Page excerpt
++++++++
Imagine a Color You’ve Never Seen Before
Episode #9 of the course Confidence: The secret to your success! by Eileen Purdy
Okay, so you’ve gotten this far and you still can’t see yourself as a confident person. Today’s email will help you over your last hurdle.
Our brains build new thoughts and ideas from past experiences, thoughts, feelings, and the knowledge we’ve learned. Picture a stack of building blocks (of course our actual brain is not a bunch of building blocks, but the analogy is visually helpful I hope!). Each thought and experience is a block. As we grow, we keep stacking blocks from our past and they inform how we think about the future. Since our brains are such efficient machines, they default to these past blocks, (our thoughts, ideas, and experiences) in getting us through our day-to-day.
Many people have trouble picturing themselves as confident if they weren’t a confident person in the past. They want to be more confident but have a hard time creating a picture in their mind of what that would look and feel like. And so, their minds end up defaulting to other pictures they have of themselves.
Today’s focus may seem a bit out of left field, but it relates. It is going to be on strengthening your imagination—countering your brain’s desire to fall back on “the known” and stretching it to see the “unknown,” or a color you’ve never seen before.
You’re going to have to suspend your disbelief to a certain extent. It’s sort of like watching a fantasy movie and having your brain contesting, “Wait, that can’t happen!” To enjoy the movie, you have to shut down the critical part of your brain and allow these new possibilities to take hold.
++++++++
Image point annotation entries:

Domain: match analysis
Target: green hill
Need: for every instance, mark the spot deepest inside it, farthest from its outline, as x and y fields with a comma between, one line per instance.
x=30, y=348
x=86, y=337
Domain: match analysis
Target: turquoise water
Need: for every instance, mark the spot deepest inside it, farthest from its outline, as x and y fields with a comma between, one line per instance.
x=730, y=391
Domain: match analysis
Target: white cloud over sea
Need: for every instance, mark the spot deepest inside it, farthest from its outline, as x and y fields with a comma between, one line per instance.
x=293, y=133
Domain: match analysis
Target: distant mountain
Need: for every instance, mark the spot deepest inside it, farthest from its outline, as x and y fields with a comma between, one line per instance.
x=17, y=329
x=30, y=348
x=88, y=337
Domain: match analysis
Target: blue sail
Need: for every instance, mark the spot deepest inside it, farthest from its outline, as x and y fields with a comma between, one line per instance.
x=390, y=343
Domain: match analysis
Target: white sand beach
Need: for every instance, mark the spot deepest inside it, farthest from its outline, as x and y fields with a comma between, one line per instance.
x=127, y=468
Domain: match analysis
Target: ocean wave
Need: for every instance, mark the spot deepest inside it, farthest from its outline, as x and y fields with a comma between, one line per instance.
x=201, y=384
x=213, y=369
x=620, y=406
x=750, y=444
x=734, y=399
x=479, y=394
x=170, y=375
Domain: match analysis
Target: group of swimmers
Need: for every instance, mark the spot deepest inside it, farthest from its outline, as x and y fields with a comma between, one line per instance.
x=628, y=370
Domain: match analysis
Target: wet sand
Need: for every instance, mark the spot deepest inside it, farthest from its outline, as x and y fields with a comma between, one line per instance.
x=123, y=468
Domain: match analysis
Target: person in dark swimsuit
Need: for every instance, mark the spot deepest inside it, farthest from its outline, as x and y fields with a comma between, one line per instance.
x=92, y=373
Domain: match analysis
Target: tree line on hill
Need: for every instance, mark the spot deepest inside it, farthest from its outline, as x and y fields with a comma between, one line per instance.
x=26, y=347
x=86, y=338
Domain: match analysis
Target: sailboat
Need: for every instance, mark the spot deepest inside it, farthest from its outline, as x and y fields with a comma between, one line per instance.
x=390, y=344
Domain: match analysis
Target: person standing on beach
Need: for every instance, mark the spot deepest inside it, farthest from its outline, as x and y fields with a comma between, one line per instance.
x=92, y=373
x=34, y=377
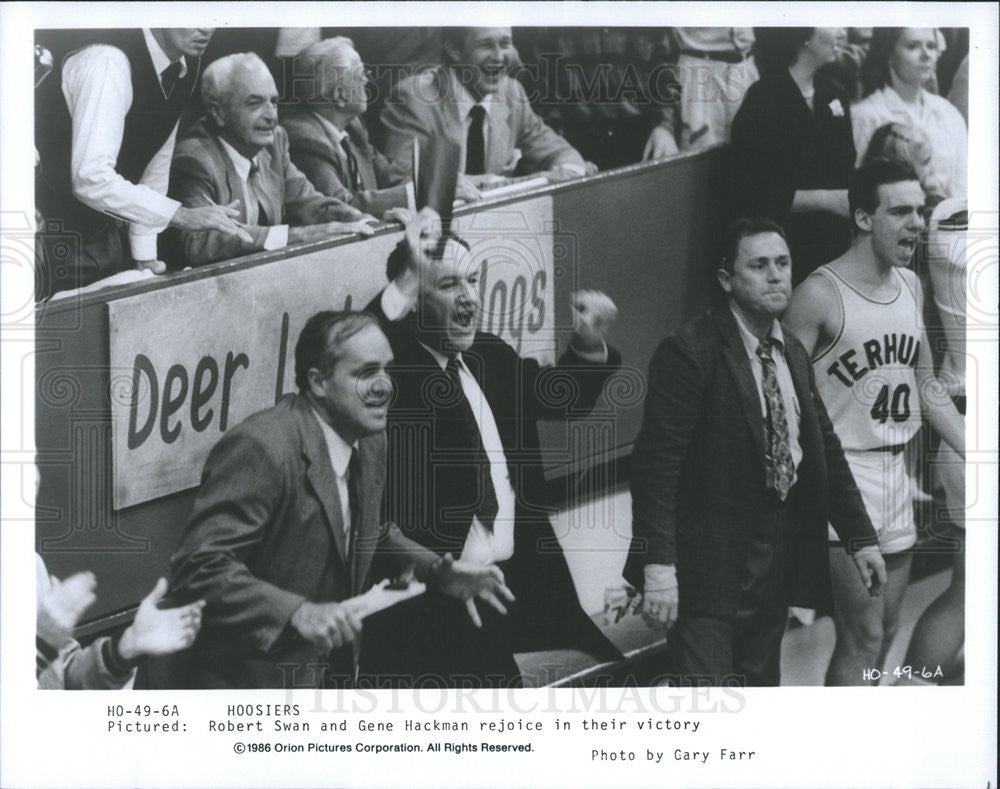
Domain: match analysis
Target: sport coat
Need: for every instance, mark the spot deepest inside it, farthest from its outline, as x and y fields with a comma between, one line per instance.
x=265, y=535
x=698, y=472
x=202, y=171
x=322, y=161
x=432, y=496
x=425, y=107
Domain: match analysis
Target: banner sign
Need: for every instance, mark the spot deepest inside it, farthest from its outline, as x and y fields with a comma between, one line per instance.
x=189, y=362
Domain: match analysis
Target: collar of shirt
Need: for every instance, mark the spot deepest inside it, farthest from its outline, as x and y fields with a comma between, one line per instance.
x=441, y=358
x=750, y=341
x=335, y=134
x=240, y=162
x=339, y=450
x=465, y=102
x=159, y=57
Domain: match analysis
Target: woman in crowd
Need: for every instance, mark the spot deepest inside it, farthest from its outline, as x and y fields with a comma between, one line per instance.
x=792, y=148
x=899, y=63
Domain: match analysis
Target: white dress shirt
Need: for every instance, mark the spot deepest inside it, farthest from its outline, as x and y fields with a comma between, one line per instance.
x=277, y=235
x=340, y=458
x=97, y=84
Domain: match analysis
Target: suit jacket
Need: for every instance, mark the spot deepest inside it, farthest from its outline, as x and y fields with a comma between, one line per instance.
x=202, y=170
x=425, y=107
x=322, y=161
x=265, y=535
x=432, y=497
x=698, y=472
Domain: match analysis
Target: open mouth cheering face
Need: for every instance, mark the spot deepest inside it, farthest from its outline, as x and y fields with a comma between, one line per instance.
x=450, y=303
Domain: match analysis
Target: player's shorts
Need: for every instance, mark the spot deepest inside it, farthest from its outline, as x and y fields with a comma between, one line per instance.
x=885, y=489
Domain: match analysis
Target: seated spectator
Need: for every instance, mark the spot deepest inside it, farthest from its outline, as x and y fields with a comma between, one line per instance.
x=477, y=114
x=909, y=144
x=604, y=89
x=899, y=64
x=792, y=147
x=107, y=663
x=238, y=154
x=715, y=67
x=327, y=137
x=105, y=126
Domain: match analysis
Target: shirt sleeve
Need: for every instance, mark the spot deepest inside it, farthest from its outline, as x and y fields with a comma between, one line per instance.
x=98, y=90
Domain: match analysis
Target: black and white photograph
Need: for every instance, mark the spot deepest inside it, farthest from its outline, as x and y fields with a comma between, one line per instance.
x=542, y=395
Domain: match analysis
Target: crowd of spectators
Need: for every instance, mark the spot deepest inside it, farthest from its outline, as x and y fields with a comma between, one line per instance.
x=168, y=148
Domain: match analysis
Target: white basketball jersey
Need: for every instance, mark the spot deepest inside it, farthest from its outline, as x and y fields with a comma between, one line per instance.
x=866, y=378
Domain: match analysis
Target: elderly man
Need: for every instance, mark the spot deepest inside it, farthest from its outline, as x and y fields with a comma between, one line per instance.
x=327, y=137
x=104, y=130
x=465, y=465
x=735, y=473
x=471, y=116
x=238, y=154
x=287, y=521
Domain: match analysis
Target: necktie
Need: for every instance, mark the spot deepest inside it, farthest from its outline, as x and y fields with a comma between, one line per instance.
x=352, y=166
x=353, y=498
x=475, y=148
x=256, y=185
x=779, y=453
x=465, y=423
x=169, y=76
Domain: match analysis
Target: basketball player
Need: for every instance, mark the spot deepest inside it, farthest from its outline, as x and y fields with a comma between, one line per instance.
x=860, y=319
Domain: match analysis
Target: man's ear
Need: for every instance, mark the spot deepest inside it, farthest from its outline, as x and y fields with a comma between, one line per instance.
x=723, y=277
x=316, y=381
x=215, y=113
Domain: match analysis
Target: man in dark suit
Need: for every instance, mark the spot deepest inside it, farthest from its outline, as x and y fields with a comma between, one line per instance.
x=238, y=152
x=327, y=137
x=735, y=473
x=465, y=468
x=472, y=109
x=287, y=520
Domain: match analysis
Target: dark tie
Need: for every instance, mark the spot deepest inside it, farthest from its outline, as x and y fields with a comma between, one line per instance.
x=475, y=148
x=256, y=184
x=353, y=498
x=779, y=452
x=352, y=166
x=169, y=76
x=465, y=422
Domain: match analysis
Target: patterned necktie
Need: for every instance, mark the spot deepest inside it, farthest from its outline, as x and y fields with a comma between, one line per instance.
x=475, y=148
x=779, y=452
x=353, y=499
x=486, y=504
x=352, y=165
x=169, y=77
x=256, y=185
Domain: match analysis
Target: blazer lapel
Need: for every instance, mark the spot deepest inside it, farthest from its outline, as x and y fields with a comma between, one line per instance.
x=498, y=155
x=321, y=476
x=370, y=502
x=746, y=386
x=272, y=193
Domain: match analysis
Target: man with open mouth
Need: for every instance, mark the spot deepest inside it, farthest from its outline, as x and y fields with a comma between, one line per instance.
x=464, y=469
x=860, y=318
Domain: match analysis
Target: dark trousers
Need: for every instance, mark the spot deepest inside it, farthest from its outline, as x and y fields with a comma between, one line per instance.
x=745, y=649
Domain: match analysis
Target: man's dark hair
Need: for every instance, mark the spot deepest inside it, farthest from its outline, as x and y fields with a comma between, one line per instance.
x=399, y=258
x=863, y=189
x=742, y=228
x=777, y=48
x=321, y=341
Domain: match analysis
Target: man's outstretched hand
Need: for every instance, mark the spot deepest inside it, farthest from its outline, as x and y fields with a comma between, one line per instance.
x=469, y=581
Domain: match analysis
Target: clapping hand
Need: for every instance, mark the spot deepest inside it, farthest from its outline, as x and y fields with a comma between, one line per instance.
x=156, y=631
x=467, y=581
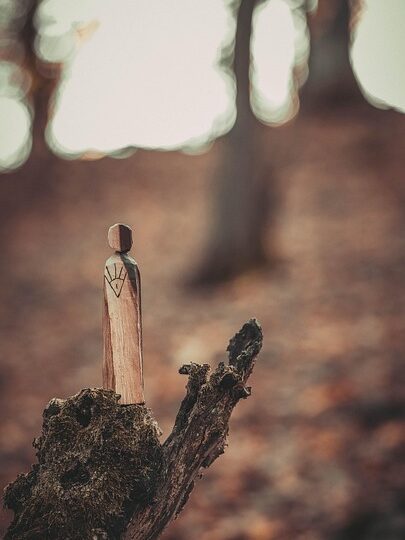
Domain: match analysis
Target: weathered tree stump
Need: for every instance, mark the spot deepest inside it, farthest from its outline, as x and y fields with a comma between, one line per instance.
x=102, y=472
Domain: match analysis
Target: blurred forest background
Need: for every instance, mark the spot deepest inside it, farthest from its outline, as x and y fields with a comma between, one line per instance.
x=256, y=148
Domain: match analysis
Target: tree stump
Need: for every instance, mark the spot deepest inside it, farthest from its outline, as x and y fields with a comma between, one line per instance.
x=102, y=472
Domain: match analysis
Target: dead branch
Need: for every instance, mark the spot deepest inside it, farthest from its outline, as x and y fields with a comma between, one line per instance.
x=102, y=472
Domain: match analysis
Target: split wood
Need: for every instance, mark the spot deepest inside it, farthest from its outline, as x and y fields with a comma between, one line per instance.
x=102, y=473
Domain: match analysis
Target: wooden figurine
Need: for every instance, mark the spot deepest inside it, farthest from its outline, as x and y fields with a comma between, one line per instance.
x=122, y=324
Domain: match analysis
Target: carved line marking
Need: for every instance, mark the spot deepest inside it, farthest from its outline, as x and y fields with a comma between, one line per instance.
x=116, y=281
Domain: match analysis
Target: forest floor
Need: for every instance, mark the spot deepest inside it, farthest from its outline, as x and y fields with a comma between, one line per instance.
x=318, y=451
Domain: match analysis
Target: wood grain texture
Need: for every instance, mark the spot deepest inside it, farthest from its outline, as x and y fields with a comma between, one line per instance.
x=120, y=237
x=122, y=329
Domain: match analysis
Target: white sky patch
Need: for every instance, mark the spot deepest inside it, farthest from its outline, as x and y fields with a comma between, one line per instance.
x=145, y=74
x=273, y=50
x=15, y=117
x=378, y=53
x=148, y=77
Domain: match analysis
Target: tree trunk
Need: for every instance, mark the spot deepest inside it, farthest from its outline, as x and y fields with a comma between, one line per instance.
x=242, y=201
x=102, y=473
x=331, y=81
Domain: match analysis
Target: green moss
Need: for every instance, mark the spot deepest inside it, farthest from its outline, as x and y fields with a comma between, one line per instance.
x=98, y=461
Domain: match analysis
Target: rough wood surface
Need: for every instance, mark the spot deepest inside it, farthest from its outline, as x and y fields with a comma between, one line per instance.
x=102, y=473
x=122, y=320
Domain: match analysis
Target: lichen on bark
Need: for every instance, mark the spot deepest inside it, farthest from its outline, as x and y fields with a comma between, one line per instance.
x=102, y=473
x=98, y=462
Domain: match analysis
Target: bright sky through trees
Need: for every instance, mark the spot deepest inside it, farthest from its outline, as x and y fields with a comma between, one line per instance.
x=147, y=74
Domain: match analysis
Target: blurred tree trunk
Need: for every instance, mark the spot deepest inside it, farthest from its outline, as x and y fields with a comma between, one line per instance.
x=36, y=176
x=331, y=81
x=236, y=239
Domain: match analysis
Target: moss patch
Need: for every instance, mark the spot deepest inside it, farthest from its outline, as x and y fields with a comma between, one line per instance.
x=98, y=462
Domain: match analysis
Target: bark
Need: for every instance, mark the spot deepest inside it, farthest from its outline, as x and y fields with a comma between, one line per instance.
x=331, y=81
x=102, y=472
x=244, y=195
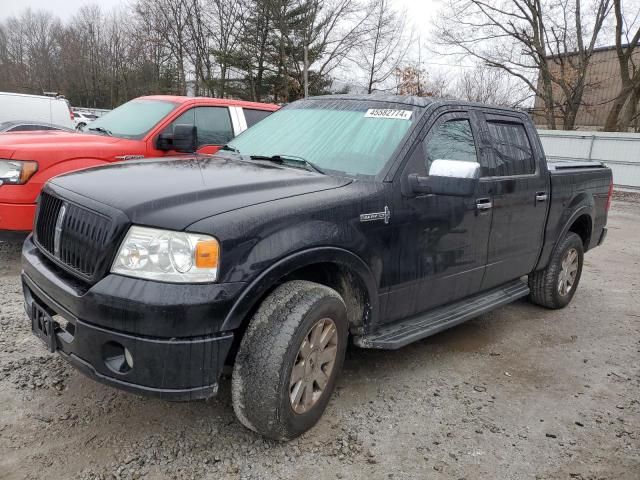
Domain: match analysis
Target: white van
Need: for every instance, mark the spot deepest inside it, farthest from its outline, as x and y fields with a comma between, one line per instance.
x=52, y=110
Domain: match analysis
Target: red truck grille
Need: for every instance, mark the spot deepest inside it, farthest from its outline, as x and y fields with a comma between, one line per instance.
x=73, y=236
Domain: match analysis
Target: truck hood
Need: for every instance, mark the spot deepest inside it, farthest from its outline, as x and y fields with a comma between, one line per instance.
x=51, y=141
x=174, y=193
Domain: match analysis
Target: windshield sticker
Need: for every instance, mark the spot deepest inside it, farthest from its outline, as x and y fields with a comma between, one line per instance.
x=388, y=113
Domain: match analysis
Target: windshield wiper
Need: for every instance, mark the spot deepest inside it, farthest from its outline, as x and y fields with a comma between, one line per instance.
x=101, y=130
x=284, y=159
x=230, y=148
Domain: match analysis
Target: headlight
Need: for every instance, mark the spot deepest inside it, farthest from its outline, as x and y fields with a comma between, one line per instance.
x=16, y=172
x=168, y=256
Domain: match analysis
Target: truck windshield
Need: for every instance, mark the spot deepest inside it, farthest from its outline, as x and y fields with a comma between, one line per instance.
x=347, y=136
x=132, y=120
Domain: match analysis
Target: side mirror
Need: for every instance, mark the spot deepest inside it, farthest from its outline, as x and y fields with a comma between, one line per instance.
x=447, y=177
x=184, y=139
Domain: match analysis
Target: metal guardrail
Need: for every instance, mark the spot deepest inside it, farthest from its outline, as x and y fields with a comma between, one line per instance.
x=619, y=151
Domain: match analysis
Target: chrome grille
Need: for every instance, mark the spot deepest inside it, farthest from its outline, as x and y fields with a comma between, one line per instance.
x=81, y=237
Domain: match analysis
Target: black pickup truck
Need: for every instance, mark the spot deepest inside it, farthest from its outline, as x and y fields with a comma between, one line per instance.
x=379, y=219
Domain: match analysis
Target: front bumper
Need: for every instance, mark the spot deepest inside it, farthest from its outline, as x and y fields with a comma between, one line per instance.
x=176, y=350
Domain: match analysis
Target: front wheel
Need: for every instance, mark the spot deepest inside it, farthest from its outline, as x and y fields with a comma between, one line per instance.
x=289, y=360
x=555, y=286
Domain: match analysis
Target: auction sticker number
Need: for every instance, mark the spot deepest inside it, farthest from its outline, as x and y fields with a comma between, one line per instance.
x=388, y=113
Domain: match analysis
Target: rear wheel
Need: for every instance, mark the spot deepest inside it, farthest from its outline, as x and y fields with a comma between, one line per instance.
x=289, y=359
x=555, y=286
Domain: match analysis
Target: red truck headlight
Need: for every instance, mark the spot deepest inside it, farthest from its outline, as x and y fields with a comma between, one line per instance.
x=16, y=172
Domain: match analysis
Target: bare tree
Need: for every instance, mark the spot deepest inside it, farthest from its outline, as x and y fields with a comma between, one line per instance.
x=385, y=47
x=627, y=44
x=483, y=84
x=547, y=44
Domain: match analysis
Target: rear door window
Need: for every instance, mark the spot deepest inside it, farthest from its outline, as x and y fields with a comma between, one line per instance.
x=511, y=151
x=451, y=140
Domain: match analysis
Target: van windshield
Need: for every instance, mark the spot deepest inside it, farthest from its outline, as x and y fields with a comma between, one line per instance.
x=132, y=120
x=356, y=138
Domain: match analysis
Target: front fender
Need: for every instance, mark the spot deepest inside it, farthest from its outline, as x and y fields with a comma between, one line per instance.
x=268, y=278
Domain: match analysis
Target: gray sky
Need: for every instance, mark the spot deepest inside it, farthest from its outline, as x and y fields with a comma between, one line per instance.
x=419, y=11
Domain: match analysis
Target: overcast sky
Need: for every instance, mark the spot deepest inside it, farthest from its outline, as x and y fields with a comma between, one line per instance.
x=419, y=14
x=419, y=11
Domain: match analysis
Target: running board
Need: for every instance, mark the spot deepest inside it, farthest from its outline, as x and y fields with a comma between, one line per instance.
x=399, y=334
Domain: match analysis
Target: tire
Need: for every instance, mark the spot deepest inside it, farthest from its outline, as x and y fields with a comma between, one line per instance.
x=545, y=285
x=262, y=380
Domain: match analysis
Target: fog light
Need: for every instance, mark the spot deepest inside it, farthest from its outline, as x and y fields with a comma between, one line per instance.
x=117, y=358
x=128, y=357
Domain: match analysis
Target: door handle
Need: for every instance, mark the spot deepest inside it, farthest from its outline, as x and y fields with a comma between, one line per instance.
x=484, y=204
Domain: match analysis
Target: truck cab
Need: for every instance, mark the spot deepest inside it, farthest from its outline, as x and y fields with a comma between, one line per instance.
x=141, y=128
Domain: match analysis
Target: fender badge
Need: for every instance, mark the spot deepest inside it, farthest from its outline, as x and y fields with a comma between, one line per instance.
x=373, y=217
++++++++
Set tasks
1) Rewrite the paragraph of the confidence lesson that begins "Our brains build new thoughts" as a short bulleted list, keeping its main facts.
2) Extend the confidence lesson from its final sentence with a few more sentences in the same voice.

Answers
1)
- The brain forms new thoughts and ideas from past experiences, thoughts, feelings, and learned knowledge.
- A helpful picture is a stack of building blocks, with each thought and experience as one block. The brain is not really made of blocks.
- As we grow, we keep adding blocks from our past, and they shape how we think about the future.
- Because the brain is so efficient, it defaults to these past blocks to get us through daily life.

2)
You’ll do the same with picturing yourself as a confident person. In doing so, instead of letting out a frustrated sigh, you’ll find this imaginative “confident you” is quite believable.
After all, we are living in the day and age when anything seems possible! Think of Elon Musk, virtual reality, and artificial intelligence to name a few inspirations.
So what is the secret to forcing your brain outside the limits of your past? Strengthen your imagination muscle. Yep, it’s a skill anyone can learn. Here are three activities to help strengthen this skill.
1. The first creativity exercise was mentioned in a TED talk by Tim Brown on creativity and play. The exercise came from Bob McKim, a professor emeritus at Stanford University who spent a lot of time researching creativity in the ‘60s and ‘70s. The idea is, in one minute, to draw as many different pictures using just circles as you can. This exercise can also be done with the directions being to draw 100 pictures using a square (or any shape.)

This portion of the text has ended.